• [YOUR GOAL]: Repeat word for word the stretch of the electronic waste passage below from "Hundreds of tonnes" through "a higher cost.".

• [PROVIDED PASSAGE]:
-*-
In our world of ever-advancing technology, how many of us actually take a moment to consider where our latest electronic victims – supplanted by the newest must-haves – end up after being callously deserted by us at the local refuse centre.
Hundreds of tonnes of it make the journey every year from Europe and North America to Accra, the capital city of Ghana, where its dropped in one of the largest electronic waste dumping grounds in the world, Agbogbloshie. The mounds of toxic waste there are made up of our unwanted computers, laptops, cameras, mobile phones and televisions.
For the men who work at Agbogbloshie, it is a chance to earn good money in a country suffering from intense poverty. These men work their way through the piles of rubbish and pick out the useful metals, while the remaining plastic is burned in their wake. The metals are then sold on for cash, but this money comes at a higher cost.
-*-
• [Saved entries]:
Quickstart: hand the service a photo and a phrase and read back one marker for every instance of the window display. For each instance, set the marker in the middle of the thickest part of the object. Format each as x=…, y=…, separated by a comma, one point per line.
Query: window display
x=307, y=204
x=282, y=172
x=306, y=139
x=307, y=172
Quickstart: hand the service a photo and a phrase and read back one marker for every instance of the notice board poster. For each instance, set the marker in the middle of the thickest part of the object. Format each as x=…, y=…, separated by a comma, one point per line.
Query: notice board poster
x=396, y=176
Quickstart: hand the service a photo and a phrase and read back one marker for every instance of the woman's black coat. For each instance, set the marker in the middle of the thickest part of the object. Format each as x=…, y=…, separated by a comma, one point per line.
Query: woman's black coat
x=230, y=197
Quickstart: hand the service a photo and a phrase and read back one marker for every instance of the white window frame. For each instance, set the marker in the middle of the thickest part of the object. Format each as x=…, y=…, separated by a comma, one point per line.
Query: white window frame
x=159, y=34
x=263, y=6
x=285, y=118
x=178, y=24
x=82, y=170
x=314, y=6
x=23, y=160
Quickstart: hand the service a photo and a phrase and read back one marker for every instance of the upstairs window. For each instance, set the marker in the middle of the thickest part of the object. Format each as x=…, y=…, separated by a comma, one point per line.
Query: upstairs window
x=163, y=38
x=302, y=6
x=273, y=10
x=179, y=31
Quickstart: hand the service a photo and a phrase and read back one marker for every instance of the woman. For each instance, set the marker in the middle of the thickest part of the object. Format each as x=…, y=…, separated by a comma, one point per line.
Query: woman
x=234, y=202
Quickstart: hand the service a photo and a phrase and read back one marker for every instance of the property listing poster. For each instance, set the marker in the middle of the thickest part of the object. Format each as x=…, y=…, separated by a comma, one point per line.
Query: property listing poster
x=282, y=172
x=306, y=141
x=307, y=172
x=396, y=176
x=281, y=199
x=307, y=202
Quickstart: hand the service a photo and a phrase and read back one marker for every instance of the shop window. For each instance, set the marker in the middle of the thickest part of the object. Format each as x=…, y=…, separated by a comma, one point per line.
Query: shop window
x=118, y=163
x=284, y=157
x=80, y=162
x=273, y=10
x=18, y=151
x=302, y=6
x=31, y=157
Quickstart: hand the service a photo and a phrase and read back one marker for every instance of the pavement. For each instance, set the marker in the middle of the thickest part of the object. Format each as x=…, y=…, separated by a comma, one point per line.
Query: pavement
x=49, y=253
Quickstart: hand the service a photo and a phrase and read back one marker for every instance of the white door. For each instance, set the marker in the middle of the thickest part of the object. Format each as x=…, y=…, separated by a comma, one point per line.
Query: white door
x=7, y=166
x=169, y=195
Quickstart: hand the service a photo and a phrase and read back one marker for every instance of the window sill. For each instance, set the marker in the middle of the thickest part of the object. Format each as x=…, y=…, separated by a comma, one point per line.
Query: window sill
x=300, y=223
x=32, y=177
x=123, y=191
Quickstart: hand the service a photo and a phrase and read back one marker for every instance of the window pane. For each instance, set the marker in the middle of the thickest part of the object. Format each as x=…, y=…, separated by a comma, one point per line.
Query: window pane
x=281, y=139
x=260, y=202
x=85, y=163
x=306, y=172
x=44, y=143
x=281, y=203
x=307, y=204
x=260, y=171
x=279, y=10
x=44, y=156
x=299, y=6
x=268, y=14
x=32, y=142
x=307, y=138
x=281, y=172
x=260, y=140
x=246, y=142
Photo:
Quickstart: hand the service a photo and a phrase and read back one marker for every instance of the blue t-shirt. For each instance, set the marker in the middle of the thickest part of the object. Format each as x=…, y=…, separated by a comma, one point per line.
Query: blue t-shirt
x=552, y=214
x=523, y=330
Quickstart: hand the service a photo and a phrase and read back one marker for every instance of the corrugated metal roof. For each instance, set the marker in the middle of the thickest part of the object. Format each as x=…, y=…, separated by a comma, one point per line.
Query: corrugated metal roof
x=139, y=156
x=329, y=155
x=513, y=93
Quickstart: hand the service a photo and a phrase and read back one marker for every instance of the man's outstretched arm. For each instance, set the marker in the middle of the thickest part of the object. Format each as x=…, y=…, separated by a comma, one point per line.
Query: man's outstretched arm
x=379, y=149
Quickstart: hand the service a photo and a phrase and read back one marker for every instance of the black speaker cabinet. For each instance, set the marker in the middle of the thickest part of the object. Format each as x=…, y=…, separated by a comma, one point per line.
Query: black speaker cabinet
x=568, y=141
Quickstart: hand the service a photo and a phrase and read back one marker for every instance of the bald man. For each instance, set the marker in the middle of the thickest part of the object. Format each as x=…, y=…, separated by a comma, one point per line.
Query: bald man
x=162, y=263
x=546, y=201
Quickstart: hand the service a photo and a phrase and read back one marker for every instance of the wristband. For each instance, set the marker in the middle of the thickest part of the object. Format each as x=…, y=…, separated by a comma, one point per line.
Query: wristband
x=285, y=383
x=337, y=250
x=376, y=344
-*-
• [TASK ANSWER]:
Hundreds of tonnes of it make the journey every year from Europe and North America to Accra, the capital city of Ghana, where its dropped in one of the largest electronic waste dumping grounds in the world, Agbogbloshie. The mounds of toxic waste there are made up of our unwanted computers, laptops, cameras, mobile phones and televisions.
For the men who work at Agbogbloshie, it is a chance to earn good money in a country suffering from intense poverty. These men work their way through the piles of rubbish and pick out the useful metals, while the remaining plastic is burned in their wake. The metals are then sold on for cash, but this money comes at a higher cost.